Write out, word for word, every line from the one containing "Mark the red" through the last line of the records below, both ends included.

── Extracted data

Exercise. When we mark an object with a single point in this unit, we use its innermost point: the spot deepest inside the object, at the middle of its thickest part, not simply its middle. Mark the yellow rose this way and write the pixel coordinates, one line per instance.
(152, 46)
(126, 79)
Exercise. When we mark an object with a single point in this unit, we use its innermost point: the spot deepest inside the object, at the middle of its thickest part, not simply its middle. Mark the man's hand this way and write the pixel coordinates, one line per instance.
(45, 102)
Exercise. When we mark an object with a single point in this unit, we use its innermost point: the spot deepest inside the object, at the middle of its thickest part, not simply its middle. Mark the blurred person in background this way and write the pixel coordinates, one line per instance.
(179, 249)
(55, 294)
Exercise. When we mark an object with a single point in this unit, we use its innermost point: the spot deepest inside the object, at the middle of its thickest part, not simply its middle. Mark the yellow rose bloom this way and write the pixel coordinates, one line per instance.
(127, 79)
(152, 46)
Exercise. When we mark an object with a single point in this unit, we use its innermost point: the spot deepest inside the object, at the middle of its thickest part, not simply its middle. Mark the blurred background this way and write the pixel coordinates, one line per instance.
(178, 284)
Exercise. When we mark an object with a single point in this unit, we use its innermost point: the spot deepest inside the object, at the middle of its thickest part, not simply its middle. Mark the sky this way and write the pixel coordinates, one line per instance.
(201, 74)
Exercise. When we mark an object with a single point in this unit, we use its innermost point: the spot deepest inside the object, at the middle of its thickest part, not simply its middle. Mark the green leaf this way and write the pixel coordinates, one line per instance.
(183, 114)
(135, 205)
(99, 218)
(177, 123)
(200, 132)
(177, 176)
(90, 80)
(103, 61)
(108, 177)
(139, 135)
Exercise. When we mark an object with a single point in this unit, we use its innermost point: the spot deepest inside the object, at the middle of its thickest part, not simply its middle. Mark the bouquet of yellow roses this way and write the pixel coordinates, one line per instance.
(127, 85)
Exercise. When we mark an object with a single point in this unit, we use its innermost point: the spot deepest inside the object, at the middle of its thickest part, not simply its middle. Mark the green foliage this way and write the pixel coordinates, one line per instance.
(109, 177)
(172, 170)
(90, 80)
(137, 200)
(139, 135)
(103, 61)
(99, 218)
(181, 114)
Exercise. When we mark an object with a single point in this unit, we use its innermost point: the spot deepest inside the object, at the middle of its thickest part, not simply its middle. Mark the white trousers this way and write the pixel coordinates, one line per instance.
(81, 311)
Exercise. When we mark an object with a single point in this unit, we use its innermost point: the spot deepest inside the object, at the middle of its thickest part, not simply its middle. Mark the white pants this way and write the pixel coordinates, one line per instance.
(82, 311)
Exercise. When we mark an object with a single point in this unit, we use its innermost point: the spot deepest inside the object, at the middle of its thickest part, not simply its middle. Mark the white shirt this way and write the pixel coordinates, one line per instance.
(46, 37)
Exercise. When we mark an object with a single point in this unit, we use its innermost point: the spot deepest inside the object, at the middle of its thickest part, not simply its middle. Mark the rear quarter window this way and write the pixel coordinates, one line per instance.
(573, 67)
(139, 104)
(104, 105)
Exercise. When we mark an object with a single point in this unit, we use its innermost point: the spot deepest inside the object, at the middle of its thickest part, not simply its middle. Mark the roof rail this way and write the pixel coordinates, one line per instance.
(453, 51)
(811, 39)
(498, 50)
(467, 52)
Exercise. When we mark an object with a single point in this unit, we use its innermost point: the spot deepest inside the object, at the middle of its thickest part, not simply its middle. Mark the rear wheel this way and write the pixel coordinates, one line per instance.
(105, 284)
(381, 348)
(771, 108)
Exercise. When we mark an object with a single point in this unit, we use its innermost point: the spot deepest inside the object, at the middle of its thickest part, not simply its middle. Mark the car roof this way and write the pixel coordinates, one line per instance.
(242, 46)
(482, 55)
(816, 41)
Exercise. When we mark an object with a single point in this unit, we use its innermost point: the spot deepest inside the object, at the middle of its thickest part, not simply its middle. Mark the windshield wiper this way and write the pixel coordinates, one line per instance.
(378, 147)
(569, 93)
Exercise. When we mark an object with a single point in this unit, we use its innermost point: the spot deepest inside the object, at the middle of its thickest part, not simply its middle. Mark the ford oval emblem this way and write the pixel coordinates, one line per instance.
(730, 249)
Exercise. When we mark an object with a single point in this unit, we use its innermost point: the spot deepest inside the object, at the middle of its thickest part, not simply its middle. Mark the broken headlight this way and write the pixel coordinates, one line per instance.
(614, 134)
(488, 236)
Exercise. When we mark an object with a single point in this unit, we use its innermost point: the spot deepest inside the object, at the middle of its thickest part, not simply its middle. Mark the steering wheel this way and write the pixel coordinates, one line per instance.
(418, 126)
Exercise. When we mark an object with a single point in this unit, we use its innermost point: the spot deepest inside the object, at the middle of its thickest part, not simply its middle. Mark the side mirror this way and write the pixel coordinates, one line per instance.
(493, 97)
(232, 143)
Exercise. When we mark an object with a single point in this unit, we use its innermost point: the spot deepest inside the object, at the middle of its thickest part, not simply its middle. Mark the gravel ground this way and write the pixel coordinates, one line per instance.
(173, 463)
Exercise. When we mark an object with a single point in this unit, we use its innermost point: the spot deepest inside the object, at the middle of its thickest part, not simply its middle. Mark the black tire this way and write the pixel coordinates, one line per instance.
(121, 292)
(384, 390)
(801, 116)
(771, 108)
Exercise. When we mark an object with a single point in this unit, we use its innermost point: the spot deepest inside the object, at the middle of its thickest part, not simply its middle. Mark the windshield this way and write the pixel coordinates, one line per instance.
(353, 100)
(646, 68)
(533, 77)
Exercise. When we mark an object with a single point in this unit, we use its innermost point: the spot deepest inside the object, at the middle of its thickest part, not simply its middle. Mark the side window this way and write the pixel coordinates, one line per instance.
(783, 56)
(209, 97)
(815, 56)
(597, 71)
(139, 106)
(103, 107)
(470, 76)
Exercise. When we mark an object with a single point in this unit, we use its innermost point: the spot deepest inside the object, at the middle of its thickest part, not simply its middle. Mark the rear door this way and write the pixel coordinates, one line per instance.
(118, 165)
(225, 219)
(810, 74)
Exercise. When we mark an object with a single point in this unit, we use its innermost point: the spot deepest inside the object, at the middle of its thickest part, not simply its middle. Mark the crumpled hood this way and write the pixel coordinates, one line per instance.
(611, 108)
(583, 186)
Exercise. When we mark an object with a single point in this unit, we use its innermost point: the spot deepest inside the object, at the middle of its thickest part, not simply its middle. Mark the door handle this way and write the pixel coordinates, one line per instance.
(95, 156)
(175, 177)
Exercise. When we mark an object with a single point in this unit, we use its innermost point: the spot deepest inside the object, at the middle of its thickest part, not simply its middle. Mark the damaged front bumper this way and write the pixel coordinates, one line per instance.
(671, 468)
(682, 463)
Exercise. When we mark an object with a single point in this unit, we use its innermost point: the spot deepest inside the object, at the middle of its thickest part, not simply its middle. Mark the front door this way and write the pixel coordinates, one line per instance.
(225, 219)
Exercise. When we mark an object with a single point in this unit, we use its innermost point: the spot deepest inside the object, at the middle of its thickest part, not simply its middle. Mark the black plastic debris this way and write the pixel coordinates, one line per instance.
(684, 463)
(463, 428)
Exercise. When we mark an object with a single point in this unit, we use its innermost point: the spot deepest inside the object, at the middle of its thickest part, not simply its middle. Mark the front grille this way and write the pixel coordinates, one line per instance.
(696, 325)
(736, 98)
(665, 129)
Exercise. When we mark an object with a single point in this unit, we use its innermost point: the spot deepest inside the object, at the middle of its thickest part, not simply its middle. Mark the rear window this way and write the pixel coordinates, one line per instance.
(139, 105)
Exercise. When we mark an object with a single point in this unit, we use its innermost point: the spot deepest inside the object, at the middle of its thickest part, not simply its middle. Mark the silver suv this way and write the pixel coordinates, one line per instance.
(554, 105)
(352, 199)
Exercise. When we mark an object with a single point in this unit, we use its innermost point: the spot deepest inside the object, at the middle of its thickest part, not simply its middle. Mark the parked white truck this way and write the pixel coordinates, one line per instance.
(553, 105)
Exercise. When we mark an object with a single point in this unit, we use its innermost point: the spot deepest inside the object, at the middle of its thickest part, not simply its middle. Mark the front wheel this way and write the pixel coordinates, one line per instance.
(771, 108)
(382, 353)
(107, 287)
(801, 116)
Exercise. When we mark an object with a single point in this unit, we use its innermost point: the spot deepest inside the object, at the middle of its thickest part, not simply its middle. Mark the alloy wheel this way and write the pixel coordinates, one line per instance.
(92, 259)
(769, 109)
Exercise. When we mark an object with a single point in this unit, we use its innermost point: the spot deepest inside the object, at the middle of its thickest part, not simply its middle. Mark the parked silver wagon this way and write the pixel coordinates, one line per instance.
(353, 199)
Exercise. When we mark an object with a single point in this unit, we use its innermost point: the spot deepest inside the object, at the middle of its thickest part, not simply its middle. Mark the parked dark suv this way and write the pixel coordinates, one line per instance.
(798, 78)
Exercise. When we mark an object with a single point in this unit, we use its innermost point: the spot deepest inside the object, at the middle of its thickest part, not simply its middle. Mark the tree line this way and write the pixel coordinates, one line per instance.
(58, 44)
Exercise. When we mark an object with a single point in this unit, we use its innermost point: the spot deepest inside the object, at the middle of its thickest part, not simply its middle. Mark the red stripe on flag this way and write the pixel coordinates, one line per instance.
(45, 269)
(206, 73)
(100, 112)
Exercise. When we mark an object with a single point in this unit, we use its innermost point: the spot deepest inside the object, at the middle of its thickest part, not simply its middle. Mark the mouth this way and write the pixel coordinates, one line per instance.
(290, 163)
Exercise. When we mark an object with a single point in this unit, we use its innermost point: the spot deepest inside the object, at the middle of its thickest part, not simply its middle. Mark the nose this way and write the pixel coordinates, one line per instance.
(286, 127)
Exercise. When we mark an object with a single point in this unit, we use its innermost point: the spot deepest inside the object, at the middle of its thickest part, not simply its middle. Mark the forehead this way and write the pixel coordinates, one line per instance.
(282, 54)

────

◆ Answer to the problem ◆
Exercise. When we mark an object with a single point in this unit, we use its innermost point: the spot deepest inside the object, at the middle of its thickest part, not simply its middle. Mark the red stripe on flag this way and write the pixel coordinates, one line per instance.
(45, 269)
(206, 73)
(100, 112)
Exercise. When we mark an object with a single point in this unit, we use its innermost point: the spot deepest inside the object, at the middle of its thickest part, not simply its middle. Mark the mouth this way and write the pixel coordinates, one line per instance.
(290, 163)
Exercise. When we mark an object with a single point in this unit, we use its innermost point: the spot deepest inside the object, at the middle of its thickest part, not simply its middle. Mark the nose this way and write the pixel coordinates, one line per instance.
(286, 127)
Exercise. When we mark an object with a single point in this unit, we use its innermost point: the spot deepest inside the object, at the middle of its thickest part, not simply its middle. Mark the forehead this way and write the pixel coordinates, one line per instance.
(282, 54)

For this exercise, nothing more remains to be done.